Pull out every line of the material below that contains the string "trace". Case counts when matching.
-- START MATERIAL PROVIDED --
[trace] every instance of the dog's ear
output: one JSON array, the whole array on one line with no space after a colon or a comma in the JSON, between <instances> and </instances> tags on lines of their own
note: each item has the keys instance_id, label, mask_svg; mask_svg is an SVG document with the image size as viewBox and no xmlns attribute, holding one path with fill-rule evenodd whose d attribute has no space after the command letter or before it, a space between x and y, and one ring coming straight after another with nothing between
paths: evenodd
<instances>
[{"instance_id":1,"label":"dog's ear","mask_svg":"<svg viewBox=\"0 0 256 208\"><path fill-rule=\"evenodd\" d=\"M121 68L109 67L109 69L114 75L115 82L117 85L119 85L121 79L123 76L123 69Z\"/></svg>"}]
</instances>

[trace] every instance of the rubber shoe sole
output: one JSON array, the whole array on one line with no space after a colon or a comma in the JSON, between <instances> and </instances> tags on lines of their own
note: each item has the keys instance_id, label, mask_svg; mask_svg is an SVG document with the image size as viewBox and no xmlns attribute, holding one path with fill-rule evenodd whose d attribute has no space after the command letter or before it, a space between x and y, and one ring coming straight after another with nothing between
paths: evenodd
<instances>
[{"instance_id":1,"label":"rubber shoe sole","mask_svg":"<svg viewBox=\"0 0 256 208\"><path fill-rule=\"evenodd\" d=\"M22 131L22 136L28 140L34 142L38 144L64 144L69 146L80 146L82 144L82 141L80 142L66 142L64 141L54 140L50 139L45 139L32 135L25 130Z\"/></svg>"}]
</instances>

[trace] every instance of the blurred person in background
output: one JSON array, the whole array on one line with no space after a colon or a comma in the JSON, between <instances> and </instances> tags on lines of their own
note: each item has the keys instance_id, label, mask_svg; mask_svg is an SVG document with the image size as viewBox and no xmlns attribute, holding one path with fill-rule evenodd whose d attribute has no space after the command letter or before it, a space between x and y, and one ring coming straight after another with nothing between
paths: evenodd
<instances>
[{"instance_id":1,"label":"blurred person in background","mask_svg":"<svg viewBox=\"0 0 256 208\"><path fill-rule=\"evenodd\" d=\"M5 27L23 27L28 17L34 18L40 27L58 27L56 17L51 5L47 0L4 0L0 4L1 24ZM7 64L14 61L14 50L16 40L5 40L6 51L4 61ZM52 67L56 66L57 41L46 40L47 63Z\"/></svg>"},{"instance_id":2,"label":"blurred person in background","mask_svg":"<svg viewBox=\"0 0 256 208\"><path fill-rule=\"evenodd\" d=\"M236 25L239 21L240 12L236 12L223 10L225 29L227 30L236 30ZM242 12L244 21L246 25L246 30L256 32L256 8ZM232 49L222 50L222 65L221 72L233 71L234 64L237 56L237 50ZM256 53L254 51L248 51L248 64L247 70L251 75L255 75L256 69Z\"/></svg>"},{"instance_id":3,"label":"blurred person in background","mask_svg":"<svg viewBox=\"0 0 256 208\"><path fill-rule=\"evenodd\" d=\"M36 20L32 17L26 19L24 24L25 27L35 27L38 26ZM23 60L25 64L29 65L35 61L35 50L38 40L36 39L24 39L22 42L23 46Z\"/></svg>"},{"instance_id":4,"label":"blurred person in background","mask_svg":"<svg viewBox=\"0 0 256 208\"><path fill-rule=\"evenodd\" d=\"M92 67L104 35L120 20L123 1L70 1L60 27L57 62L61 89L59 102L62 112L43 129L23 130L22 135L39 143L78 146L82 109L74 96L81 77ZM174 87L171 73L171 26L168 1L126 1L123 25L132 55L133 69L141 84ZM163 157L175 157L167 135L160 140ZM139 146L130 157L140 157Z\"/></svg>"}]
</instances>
-- END MATERIAL PROVIDED --
_EXERCISE RESULT_:
[trace] every instance of the dog's ear
[trace] every instance of the rubber shoe sole
[trace] every instance of the blurred person in background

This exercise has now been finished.